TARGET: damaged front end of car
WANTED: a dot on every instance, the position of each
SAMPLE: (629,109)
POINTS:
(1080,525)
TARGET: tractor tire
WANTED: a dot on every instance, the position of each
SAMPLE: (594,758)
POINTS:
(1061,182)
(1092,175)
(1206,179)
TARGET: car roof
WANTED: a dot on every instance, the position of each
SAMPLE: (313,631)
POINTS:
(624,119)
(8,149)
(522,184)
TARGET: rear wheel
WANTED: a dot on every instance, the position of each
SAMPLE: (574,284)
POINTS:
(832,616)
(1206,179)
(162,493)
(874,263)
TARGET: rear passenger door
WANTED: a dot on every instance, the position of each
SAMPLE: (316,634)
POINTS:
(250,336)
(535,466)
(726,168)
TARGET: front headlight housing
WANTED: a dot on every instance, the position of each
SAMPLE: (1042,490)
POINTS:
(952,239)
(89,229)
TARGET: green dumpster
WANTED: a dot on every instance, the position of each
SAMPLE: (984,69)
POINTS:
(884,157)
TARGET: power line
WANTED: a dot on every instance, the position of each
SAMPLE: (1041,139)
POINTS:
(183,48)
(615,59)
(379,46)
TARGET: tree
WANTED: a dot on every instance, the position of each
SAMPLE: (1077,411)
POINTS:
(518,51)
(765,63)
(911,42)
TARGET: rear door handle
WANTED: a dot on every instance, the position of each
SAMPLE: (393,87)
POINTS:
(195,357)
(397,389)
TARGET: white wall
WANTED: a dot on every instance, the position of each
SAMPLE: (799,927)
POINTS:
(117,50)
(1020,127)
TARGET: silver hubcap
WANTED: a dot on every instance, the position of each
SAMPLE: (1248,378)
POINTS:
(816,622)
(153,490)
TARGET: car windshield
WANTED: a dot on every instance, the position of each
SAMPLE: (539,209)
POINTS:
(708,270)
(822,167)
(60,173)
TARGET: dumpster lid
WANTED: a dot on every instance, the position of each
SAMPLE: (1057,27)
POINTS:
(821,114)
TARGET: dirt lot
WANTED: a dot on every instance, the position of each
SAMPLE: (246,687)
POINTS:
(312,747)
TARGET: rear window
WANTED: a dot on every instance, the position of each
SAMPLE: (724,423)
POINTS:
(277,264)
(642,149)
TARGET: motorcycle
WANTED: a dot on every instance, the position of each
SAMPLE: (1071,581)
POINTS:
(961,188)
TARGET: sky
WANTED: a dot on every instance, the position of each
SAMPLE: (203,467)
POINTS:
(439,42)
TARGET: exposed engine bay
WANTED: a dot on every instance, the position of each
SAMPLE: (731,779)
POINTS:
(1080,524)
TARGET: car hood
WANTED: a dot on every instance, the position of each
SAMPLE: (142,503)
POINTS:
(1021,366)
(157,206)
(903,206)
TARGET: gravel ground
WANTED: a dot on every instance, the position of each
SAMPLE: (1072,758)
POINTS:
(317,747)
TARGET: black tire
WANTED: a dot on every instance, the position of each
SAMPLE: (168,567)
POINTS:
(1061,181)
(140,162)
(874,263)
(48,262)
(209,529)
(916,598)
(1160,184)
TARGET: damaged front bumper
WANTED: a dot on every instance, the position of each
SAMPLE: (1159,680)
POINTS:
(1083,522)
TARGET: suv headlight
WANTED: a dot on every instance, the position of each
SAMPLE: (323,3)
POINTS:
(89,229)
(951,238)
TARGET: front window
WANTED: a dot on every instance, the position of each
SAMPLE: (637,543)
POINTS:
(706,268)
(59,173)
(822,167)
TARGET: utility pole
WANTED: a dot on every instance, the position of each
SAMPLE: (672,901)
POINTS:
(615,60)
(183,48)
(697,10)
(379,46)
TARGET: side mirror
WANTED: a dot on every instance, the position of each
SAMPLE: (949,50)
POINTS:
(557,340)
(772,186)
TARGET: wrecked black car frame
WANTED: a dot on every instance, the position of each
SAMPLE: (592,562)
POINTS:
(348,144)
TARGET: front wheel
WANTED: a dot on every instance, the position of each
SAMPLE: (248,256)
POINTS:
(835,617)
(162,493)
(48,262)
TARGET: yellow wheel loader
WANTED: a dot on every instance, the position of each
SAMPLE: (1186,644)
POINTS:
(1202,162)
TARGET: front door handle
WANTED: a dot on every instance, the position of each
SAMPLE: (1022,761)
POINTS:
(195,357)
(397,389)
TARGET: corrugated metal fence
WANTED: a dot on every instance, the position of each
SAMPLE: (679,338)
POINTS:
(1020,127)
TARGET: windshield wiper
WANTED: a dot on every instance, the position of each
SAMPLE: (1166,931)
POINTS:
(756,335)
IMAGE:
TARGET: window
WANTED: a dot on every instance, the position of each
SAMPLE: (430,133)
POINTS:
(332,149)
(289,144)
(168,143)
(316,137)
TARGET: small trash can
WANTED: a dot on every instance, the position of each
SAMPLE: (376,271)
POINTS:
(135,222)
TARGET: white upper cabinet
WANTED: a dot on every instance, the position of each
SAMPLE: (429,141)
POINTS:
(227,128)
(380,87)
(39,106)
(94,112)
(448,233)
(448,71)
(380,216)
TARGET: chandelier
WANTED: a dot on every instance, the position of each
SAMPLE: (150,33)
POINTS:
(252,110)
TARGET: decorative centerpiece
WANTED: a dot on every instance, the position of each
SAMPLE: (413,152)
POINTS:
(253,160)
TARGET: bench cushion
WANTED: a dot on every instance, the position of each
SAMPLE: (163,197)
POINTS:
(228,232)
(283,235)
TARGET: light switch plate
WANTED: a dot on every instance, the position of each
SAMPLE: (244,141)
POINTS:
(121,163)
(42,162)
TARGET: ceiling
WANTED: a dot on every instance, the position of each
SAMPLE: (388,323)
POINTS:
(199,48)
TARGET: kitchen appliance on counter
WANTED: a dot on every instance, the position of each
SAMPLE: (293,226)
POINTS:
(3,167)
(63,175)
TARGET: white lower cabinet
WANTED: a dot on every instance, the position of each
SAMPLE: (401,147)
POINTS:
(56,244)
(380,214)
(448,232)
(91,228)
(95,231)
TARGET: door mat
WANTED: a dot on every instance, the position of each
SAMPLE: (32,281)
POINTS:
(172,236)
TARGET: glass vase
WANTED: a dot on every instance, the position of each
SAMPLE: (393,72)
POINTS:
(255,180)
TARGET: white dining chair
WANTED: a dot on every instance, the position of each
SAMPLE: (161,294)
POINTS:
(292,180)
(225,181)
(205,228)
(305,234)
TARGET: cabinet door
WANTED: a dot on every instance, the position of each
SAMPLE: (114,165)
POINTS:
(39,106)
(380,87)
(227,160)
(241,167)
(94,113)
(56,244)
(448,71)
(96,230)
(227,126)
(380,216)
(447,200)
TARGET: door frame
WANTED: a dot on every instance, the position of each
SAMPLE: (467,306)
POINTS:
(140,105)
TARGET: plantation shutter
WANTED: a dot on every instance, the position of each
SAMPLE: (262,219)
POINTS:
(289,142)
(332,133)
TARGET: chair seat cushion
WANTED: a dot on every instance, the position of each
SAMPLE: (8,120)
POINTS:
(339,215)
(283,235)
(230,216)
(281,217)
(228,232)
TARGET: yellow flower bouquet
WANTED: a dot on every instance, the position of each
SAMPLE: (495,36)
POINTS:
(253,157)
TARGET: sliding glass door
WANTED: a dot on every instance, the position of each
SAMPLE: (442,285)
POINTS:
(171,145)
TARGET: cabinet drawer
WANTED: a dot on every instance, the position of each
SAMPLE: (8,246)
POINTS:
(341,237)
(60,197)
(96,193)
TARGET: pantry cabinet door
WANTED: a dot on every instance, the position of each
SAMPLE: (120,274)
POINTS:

##########

Directions for this task — Reproduce all the records precisely.

Exercise answer —
TARGET: damaged front end of car
WANTED: a dot on every instance, the position of each
SAMPLE: (629,109)
POINTS:
(1080,525)
TARGET: tractor tire
WANTED: a dot on every instance, the position of each
SAMPLE: (594,758)
POINTS:
(1061,182)
(1092,175)
(1206,179)
TARGET: car roof
WANTED: a dot on every instance, the position of each
SAMPLE: (313,631)
POINTS:
(624,119)
(8,149)
(522,184)
TARGET: rear wheel
WANTED: a dot on every instance, the position of each
SAMPLE: (574,284)
POINTS:
(832,616)
(1206,179)
(162,493)
(874,263)
TARGET: rear passenger door
WANTED: a dot on every instance, the position of each
SAMPLE: (316,634)
POINTS:
(250,336)
(535,466)
(726,168)
TARGET: front headlight housing
WANTED: a dot on every instance, the position of each
SAMPLE: (1042,490)
POINTS:
(952,239)
(89,229)
TARGET: green dumpster
WANTED: a dot on every instance, the position of each
SAMPLE: (984,69)
POINTS:
(884,157)
TARGET: power line
WANTED: a dot on every instance, the position of each
SAMPLE: (1041,139)
POINTS:
(183,48)
(615,59)
(379,46)
TARGET: tree
WANTED: a dot on every instance, the position of each
SAMPLE: (1077,411)
POINTS:
(518,51)
(765,63)
(911,42)
TARGET: rear door handle
WANTED: a dot on every instance, the position of each
SAMPLE: (393,87)
POINTS:
(195,357)
(397,389)
TARGET: white wall
WANTED: a dot on every instance, the position of each
SAMPLE: (799,927)
POINTS:
(117,50)
(1020,127)
TARGET: silver hubcap
WANTED: a dot on every instance, the position of each
SAMPLE: (1248,378)
POINTS:
(816,622)
(153,490)
TARGET: car windshield
WANTED: a dot on every instance, the position of each
SAMPLE: (539,209)
POINTS:
(708,270)
(822,167)
(60,173)
TARGET: dumpster lid
WANTED: a dot on every instance, the position of each
SAMPLE: (1057,27)
POINTS:
(821,114)
TARGET: dirt lot
WANTED: a dot on every instance, the position of each
SAMPLE: (246,687)
POINTS:
(312,747)
TARGET: rear window
WANTED: a dot on every instance, the position of each
SAMPLE: (724,423)
POINTS:
(277,264)
(642,149)
TARGET: motorcycle
WANTED: a dot on every instance, the position of each
SAMPLE: (1071,581)
POINTS:
(961,188)
TARGET: sky
WANTED: a dot on every instance, the position of each
SAMPLE: (203,467)
POINTS:
(439,42)
TARGET: exposed engine bay
WANTED: a dot on every instance, the position of each
SAMPLE: (731,779)
POINTS:
(1080,524)
TARGET: car hood
WANTED: a dot on every instance, the position of each
SAMPLE: (142,503)
POINTS:
(1021,366)
(157,206)
(903,206)
TARGET: gravel ground
WANTED: a dot on every instance, the position of each
SAMPLE: (1072,758)
POINTS:
(317,747)
TARGET: black tire
WANTED: a dot on every instance, the position of each
SAMPLE: (168,567)
POINTS:
(1061,181)
(140,162)
(874,263)
(48,262)
(209,529)
(916,598)
(1160,184)
TARGET: damaged front bumper
WANTED: a dot on every instance, the position of each
SAMPLE: (1159,680)
POINTS:
(1083,522)
TARGET: suv headlight
WANTED: a dot on every instance, the position of each
SAMPLE: (323,3)
POINTS:
(89,229)
(951,238)
TARGET: front window
WANTED: a dot on every instance, the position of each
SAMPLE: (637,543)
POINTS:
(706,268)
(59,173)
(822,167)
TARGET: utility pole
WANTED: a dot on every instance, the position of each
SAMPLE: (672,901)
POINTS:
(615,60)
(183,48)
(697,10)
(379,46)
TARGET: side mirror
WANTED: a dot on every instance, the position of each
SAMPLE: (949,50)
POINTS:
(557,340)
(772,186)
TARGET: wrecked black car frame
WANTED: a dot on every instance, the position of each
SAMPLE: (592,562)
POINTS:
(348,144)
TARGET: front wheel
WANTED: a dot on every instance, the position of each
SAMPLE: (248,256)
POINTS:
(835,617)
(162,493)
(48,262)
TARGET: yellow wheel loader
WANTED: a dot on every instance, the position of each
SAMPLE: (1186,644)
POINTS:
(1202,162)
TARGET: front door handle
WANTED: a dot on every instance, the position of each
SAMPLE: (1022,761)
POINTS:
(195,357)
(397,389)
TARGET: corrugated metal fence
WANTED: a dot on every instance, the position of each
SAMPLE: (679,338)
POINTS:
(1020,127)
TARGET: windshield wiper
WANTED: a dot on every instance, the position of each
SAMPLE: (1166,931)
POINTS:
(756,335)
IMAGE:
TARGET: window
WANTED: a dot on every instance, the position of each
SAMPLE: (430,133)
POINTS:
(332,149)
(289,144)
(168,143)
(316,137)
TARGET: small trash can
WANTED: a dot on every instance, the position of each
SAMPLE: (376,271)
POINTS:
(135,222)
TARGET: white upper cabinet
WANTED: a dot on every instance, the position of each
SAMPLE: (429,141)
POINTS:
(227,128)
(380,87)
(39,106)
(94,112)
(448,233)
(448,71)
(380,216)
TARGET: chandelier
WANTED: a dot on every instance, the position of each
SAMPLE: (150,33)
POINTS:
(252,110)
TARGET: decorative centerpiece
WANTED: a dot on every instance, the position of each
SAMPLE: (413,152)
POINTS:
(253,160)
TARGET: bench cushion
WANTED: a dot on every instance, the position of each
SAMPLE: (163,197)
POINTS:
(228,232)
(283,235)
TARGET: light switch plate
WANTED: a dot on every instance, the position of each
SAMPLE: (244,141)
POINTS:
(121,163)
(42,162)
TARGET: ceiling
WANTED: a dot on every instance, the position of each
SAMPLE: (388,323)
POINTS:
(199,48)
TARGET: kitchen appliance on counter
WANTED: a dot on every instance, the position of each
SAMPLE: (293,226)
POINTS:
(3,167)
(63,175)
TARGET: white lower cabinet
WANTED: a dot on every instance, the position of each
SAMPLE: (401,147)
POINTS:
(56,244)
(380,214)
(448,232)
(91,228)
(95,231)
TARGET: door mat
WANTED: a dot on every instance, the position of each
SAMPLE: (32,281)
POINTS:
(172,236)
TARGET: glass vase
WANTED: a dot on every instance, the position of each
SAMPLE: (393,72)
POINTS:
(255,180)
TARGET: white dining chair
WANTED: a dot on every instance, the position of each
SAMPLE: (161,294)
POINTS:
(292,180)
(225,181)
(205,228)
(305,234)
TARGET: cabinet door
WANTED: a dot on every instance, the position of each
SAMPLE: (114,165)
POINTS:
(39,106)
(380,87)
(227,160)
(241,167)
(94,113)
(56,244)
(448,71)
(96,230)
(227,126)
(380,216)
(447,200)
TARGET: door frame
WANTED: a dot on every instance, the position of each
SAMPLE: (467,306)
POINTS:
(140,105)
TARGET: plantation shutter
WANTED: a dot on every instance, the position of each
SAMPLE: (262,219)
POINTS:
(289,142)
(332,133)
TARGET: chair seat cushion
WANTED: a dot on every instance, the position of each
SAMPLE: (8,120)
POINTS:
(339,215)
(283,235)
(230,216)
(281,217)
(228,232)
TARGET: yellow flower bouquet
WANTED: a dot on every instance, the position of each
SAMPLE: (495,36)
POINTS:
(253,157)
TARGET: sliding glass door
WANTED: a dot on every instance, the position of each
SAMPLE: (442,285)
POINTS:
(171,145)
TARGET: cabinet drawer
WANTED: a dot on every instance, the position of each
SAMPLE: (8,246)
POINTS:
(341,237)
(60,197)
(96,193)
TARGET: pantry cabinet door
WANTED: a dot on every instance, the position of each
SAMPLE: (120,274)
POINTS:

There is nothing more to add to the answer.